WHAT YOU ARE ASKED TO DO — Identify the line in which "231L104 227L90 247L103" appears, then reproduce that line and all remaining lines of the records word for word.

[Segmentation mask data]

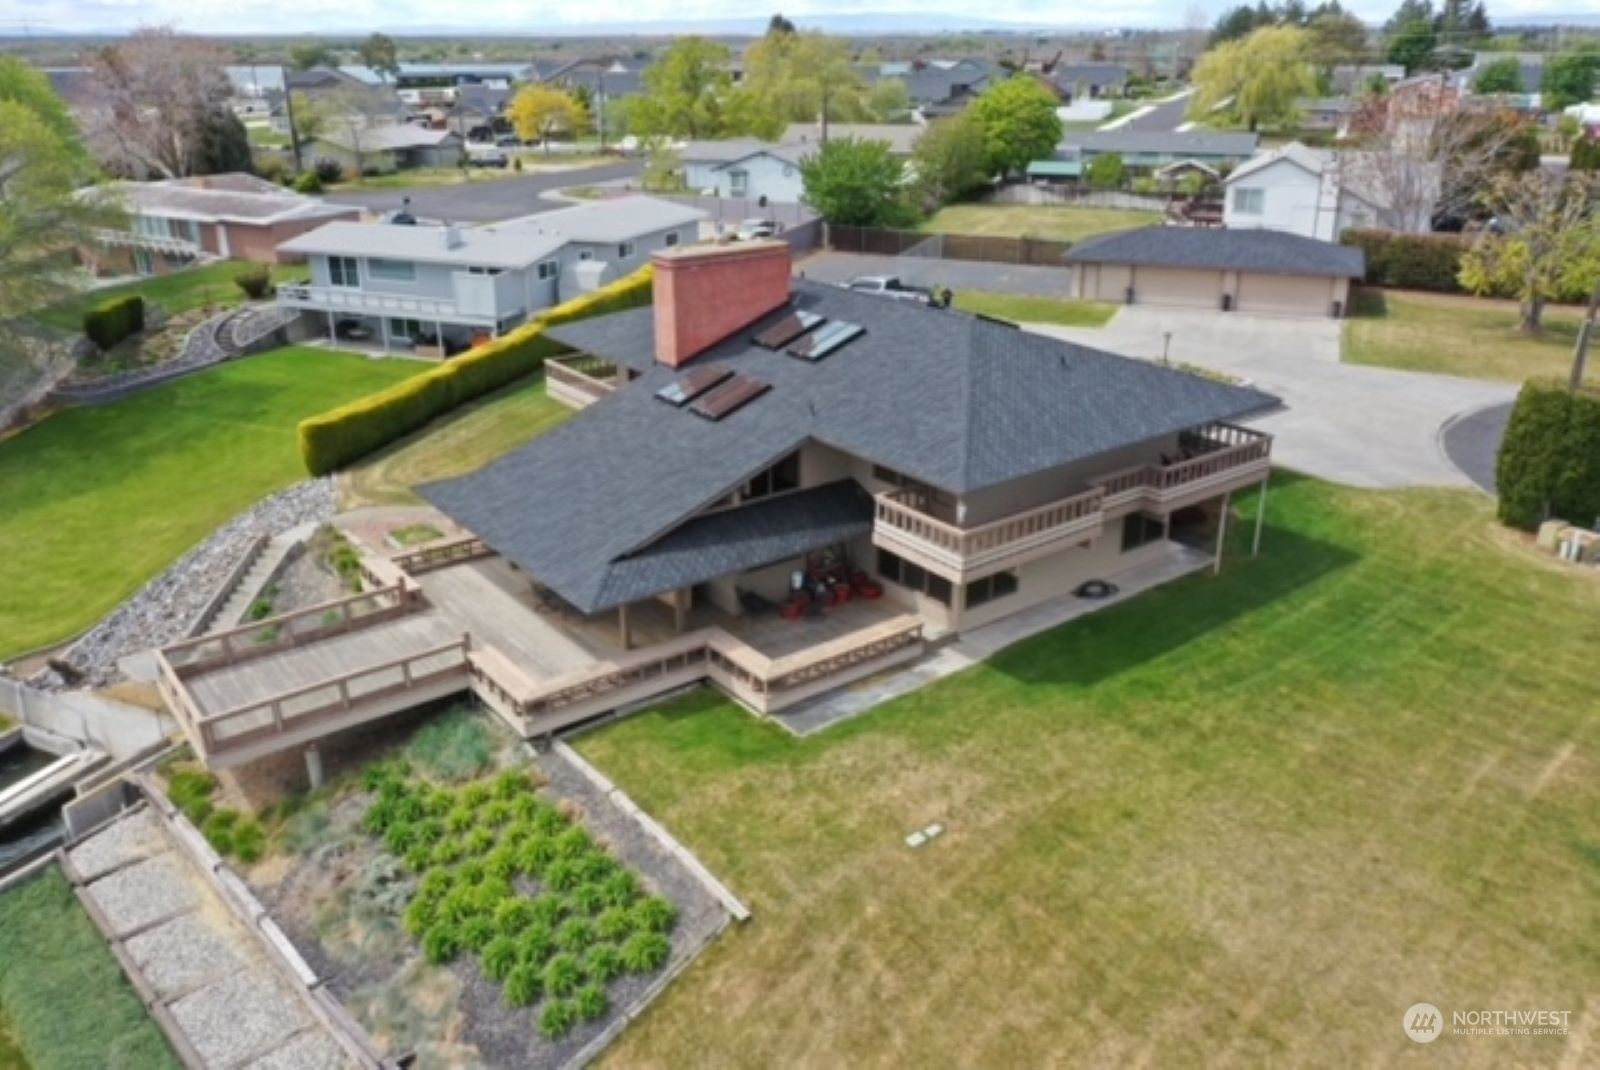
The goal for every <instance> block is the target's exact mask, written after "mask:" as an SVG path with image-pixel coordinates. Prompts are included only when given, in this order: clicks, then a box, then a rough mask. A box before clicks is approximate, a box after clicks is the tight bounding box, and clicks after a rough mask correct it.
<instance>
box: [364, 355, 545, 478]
mask: <svg viewBox="0 0 1600 1070" xmlns="http://www.w3.org/2000/svg"><path fill="white" fill-rule="evenodd" d="M570 416H573V409H570V408H566V406H565V405H562V403H560V401H554V400H550V397H549V395H547V393H546V392H544V376H542V374H538V376H530V377H526V379H522V381H520V382H514V384H512V385H509V387H506V389H504V390H498V392H496V393H493V395H490V397H486V398H483V400H480V401H474V403H470V405H466V406H462V408H459V409H456V411H454V413H451V414H450V416H445V417H442V419H438V421H434V422H432V424H429V425H427V427H424V429H422V430H419V432H416V433H414V435H410V437H406V438H402V440H400V441H397V443H395V445H394V446H389V448H387V449H382V451H379V453H376V454H373V456H371V457H368V459H365V461H362V462H360V464H355V465H352V467H350V469H347V470H346V472H344V473H341V475H339V501H341V502H342V505H344V507H346V509H357V507H360V505H416V504H421V502H422V499H421V497H419V496H418V494H416V491H413V489H411V488H414V486H418V485H419V483H430V481H434V480H448V478H451V477H456V475H466V473H467V472H475V470H478V469H482V467H483V465H485V464H488V462H490V461H494V459H496V457H499V456H502V454H506V453H510V451H512V449H515V448H517V446H522V445H525V443H528V441H533V440H534V438H538V437H539V435H542V433H544V432H547V430H550V429H552V427H555V425H557V424H562V422H563V421H566V419H568V417H570Z"/></svg>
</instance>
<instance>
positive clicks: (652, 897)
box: [629, 896, 678, 932]
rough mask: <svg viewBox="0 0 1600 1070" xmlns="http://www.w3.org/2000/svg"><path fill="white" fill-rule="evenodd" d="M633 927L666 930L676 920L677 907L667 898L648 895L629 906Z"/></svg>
mask: <svg viewBox="0 0 1600 1070" xmlns="http://www.w3.org/2000/svg"><path fill="white" fill-rule="evenodd" d="M629 913H632V916H634V928H637V929H638V931H642V932H667V931H669V929H670V928H672V926H674V923H677V920H678V908H677V907H674V905H672V902H670V900H669V899H661V897H659V896H650V897H648V899H640V900H638V902H637V904H634V905H632V907H630V908H629Z"/></svg>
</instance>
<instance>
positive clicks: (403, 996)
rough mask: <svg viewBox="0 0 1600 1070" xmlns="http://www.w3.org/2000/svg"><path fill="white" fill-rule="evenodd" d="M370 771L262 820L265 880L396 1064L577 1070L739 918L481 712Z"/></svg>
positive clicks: (456, 709) (439, 730) (368, 1025)
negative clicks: (405, 1055) (402, 1056)
mask: <svg viewBox="0 0 1600 1070" xmlns="http://www.w3.org/2000/svg"><path fill="white" fill-rule="evenodd" d="M390 737H392V736H390ZM368 757H370V758H371V760H370V761H366V765H365V768H363V769H362V771H360V773H354V771H352V773H349V774H346V776H342V777H341V779H338V781H336V782H334V784H333V785H330V787H328V789H325V790H322V792H317V793H314V795H309V797H294V798H291V800H288V801H285V803H280V804H277V806H272V808H267V809H266V811H264V812H262V820H264V824H266V825H267V828H269V841H270V848H269V852H267V857H266V859H262V860H261V862H259V864H258V865H254V867H253V868H251V870H250V872H248V878H250V881H251V884H253V886H254V888H256V891H258V894H259V896H261V899H262V900H264V902H266V904H267V907H269V908H270V912H272V915H274V918H275V920H277V921H278V923H280V924H282V926H283V928H285V931H286V932H288V934H290V937H291V939H293V942H294V944H296V947H298V948H299V950H301V953H302V955H304V956H306V960H307V961H309V963H310V964H312V968H314V969H315V971H317V972H318V974H322V976H326V977H330V982H328V984H330V988H331V992H333V993H334V995H336V996H338V998H339V1000H341V1001H342V1003H344V1004H346V1006H347V1008H349V1009H350V1012H352V1014H354V1016H355V1017H357V1020H360V1022H362V1025H363V1027H365V1028H366V1030H368V1032H370V1033H371V1035H373V1038H374V1040H376V1041H378V1043H379V1046H382V1048H384V1049H386V1052H387V1054H390V1056H395V1057H398V1056H402V1054H405V1052H408V1051H414V1052H416V1054H418V1057H419V1062H421V1065H461V1064H483V1065H490V1067H560V1065H565V1064H566V1062H568V1060H571V1059H573V1056H576V1054H578V1052H579V1051H582V1049H584V1048H586V1046H587V1044H589V1043H590V1041H594V1040H595V1038H597V1036H600V1035H602V1033H603V1032H605V1030H606V1028H608V1027H610V1025H611V1024H613V1022H616V1020H618V1019H619V1017H621V1016H622V1014H627V1012H632V1011H637V1008H638V1006H640V1004H642V1003H643V1001H645V1000H648V996H651V995H653V993H654V990H656V987H658V984H659V980H661V979H662V977H664V976H667V974H669V971H672V969H675V968H677V966H680V964H682V963H683V961H686V960H688V958H691V956H693V955H694V953H696V952H698V950H699V948H701V947H704V945H706V942H707V940H709V939H710V937H712V936H714V934H715V932H717V931H718V929H720V928H722V926H723V924H725V921H726V913H725V912H723V910H722V907H720V904H718V902H717V900H715V899H714V897H712V896H710V894H709V892H706V891H704V888H702V886H701V884H699V883H698V881H696V880H694V878H693V875H690V873H688V870H686V868H685V867H683V865H682V864H678V862H677V860H675V859H674V857H672V856H669V854H667V852H666V851H664V849H661V848H659V844H656V843H654V841H653V840H651V838H650V836H648V835H646V833H643V830H642V828H638V825H637V824H635V822H632V819H629V817H627V816H626V814H622V812H621V811H618V809H616V808H614V804H613V803H611V801H610V800H606V798H605V797H603V795H600V793H598V792H595V790H594V789H592V787H590V785H589V784H587V781H584V779H582V777H581V776H578V774H576V773H574V771H571V769H568V768H565V763H562V761H560V760H558V758H555V757H554V755H549V757H546V760H542V761H541V763H539V765H538V766H533V765H530V761H528V758H526V755H525V753H523V749H522V747H520V744H517V741H514V739H510V736H509V734H502V733H498V731H496V729H494V728H491V725H490V721H488V720H486V718H485V717H482V715H478V713H475V712H472V710H469V709H466V707H456V709H451V710H448V712H445V713H440V715H435V717H432V718H429V720H427V721H426V723H424V725H422V726H421V728H419V729H418V731H416V733H414V734H413V737H411V741H410V742H406V744H403V745H402V747H394V745H389V747H387V749H384V750H381V752H378V753H371V752H370V753H368ZM552 761H554V763H555V765H554V766H552Z"/></svg>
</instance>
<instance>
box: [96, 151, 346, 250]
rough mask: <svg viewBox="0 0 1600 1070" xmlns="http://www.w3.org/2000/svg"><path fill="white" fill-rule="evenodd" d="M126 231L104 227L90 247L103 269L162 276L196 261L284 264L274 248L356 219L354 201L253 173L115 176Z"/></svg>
mask: <svg viewBox="0 0 1600 1070" xmlns="http://www.w3.org/2000/svg"><path fill="white" fill-rule="evenodd" d="M110 190H112V192H114V194H115V195H117V197H118V198H120V200H122V202H123V203H125V205H126V210H128V227H126V230H106V232H101V235H99V245H101V248H99V250H96V251H93V254H91V259H93V267H94V270H96V272H98V273H102V275H123V273H134V275H160V273H165V272H170V270H174V269H178V267H186V266H189V264H194V262H195V261H200V259H210V258H219V259H229V258H232V259H242V261H256V262H261V264H282V262H286V261H290V259H294V256H293V253H283V251H280V248H278V246H282V245H283V243H285V242H288V240H291V238H294V237H298V235H302V234H306V232H307V230H315V229H317V227H322V226H325V224H328V222H331V221H338V219H346V221H354V219H358V218H360V214H362V210H360V208H355V206H352V205H330V203H326V202H322V200H317V198H314V197H302V195H301V194H293V192H290V190H286V189H283V187H282V186H275V184H274V182H267V181H266V179H258V178H256V176H253V174H208V176H202V178H186V179H168V181H162V182H117V184H115V186H112V187H110Z"/></svg>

ANSWER SECTION —
rough mask: <svg viewBox="0 0 1600 1070" xmlns="http://www.w3.org/2000/svg"><path fill="white" fill-rule="evenodd" d="M126 231L104 227L90 247L103 269L162 276L196 261L284 264L274 248L356 219L354 201L253 173L115 176Z"/></svg>
mask: <svg viewBox="0 0 1600 1070" xmlns="http://www.w3.org/2000/svg"><path fill="white" fill-rule="evenodd" d="M110 190H112V192H114V194H115V195H117V197H118V198H120V200H122V202H123V203H125V205H126V210H128V227H126V230H106V232H101V235H99V245H101V248H99V250H96V251H93V254H91V259H93V267H94V270H96V272H98V273H102V275H123V273H134V275H160V273H165V272H170V270H174V269H178V267H186V266H189V264H194V262H195V261H200V259H210V258H219V259H229V258H232V259H242V261H256V262H261V264H282V262H286V261H290V259H294V256H293V253H283V251H280V248H278V246H282V245H283V243H285V242H288V240H291V238H294V237H298V235H302V234H306V232H307V230H315V229H317V227H322V226H325V224H328V222H331V221H338V219H346V221H354V219H358V218H360V214H362V210H360V208H355V206H352V205H330V203H326V202H322V200H317V198H314V197H302V195H301V194H293V192H290V190H286V189H283V187H282V186H275V184H274V182H267V181H266V179H258V178H256V176H253V174H208V176H202V178H186V179H168V181H162V182H117V184H115V186H112V187H110Z"/></svg>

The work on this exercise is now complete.